• _WHAT THIS TASK INVOLVES_
Report how many lines of the records below contain the string "green". Give the number alone.

• _LISTING_
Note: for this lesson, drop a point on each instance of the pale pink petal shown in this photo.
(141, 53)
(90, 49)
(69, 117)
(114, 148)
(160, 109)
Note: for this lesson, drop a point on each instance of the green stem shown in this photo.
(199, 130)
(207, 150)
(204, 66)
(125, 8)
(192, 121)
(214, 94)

---

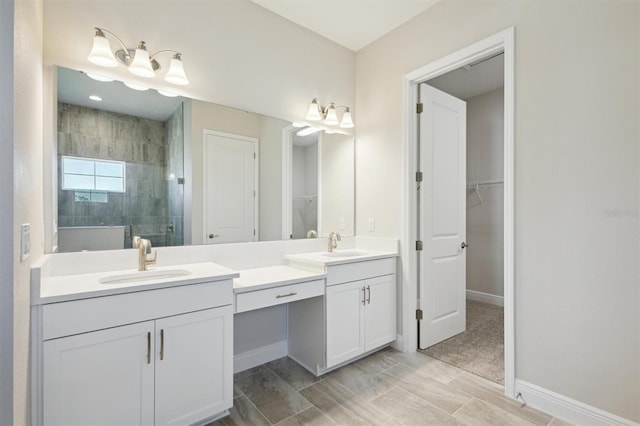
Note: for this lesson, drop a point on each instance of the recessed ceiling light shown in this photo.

==

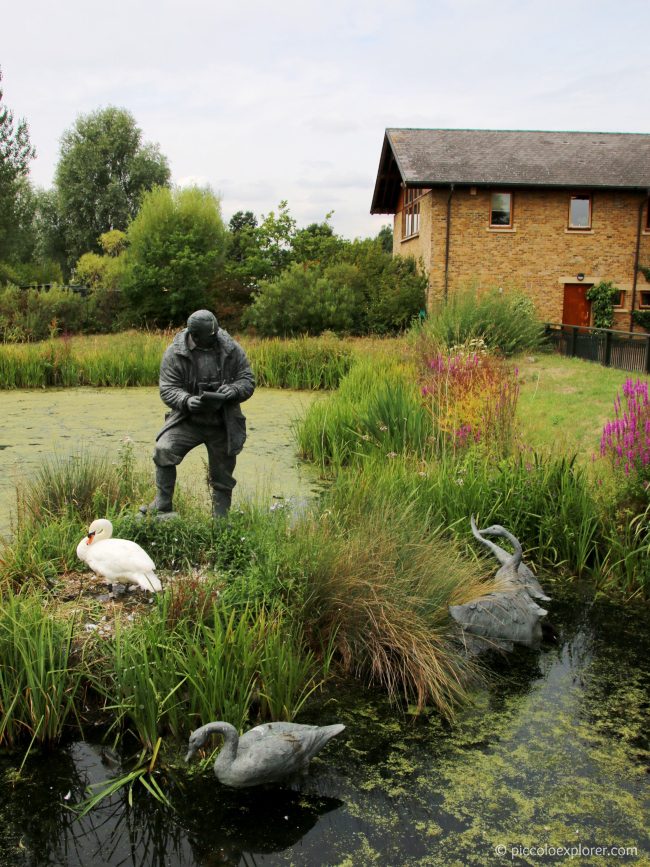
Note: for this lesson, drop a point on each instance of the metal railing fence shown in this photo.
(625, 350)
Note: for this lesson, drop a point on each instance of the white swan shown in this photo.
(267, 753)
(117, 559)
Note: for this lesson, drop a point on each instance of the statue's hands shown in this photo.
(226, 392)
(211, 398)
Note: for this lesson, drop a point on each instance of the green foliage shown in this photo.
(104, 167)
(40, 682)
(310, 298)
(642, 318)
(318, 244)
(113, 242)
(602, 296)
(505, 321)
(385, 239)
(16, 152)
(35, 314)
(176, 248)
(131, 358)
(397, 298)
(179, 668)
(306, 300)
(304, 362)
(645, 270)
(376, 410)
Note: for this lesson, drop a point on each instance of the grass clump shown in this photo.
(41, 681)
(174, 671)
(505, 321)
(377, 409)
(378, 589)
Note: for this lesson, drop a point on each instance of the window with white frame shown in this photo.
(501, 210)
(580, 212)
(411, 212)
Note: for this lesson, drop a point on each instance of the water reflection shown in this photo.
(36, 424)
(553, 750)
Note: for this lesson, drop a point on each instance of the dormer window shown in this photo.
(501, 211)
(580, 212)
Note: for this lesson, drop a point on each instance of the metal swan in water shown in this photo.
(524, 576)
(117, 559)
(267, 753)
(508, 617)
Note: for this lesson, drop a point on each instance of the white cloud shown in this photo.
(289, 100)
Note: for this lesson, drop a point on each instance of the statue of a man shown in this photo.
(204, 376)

• _IN RESPONSE_
2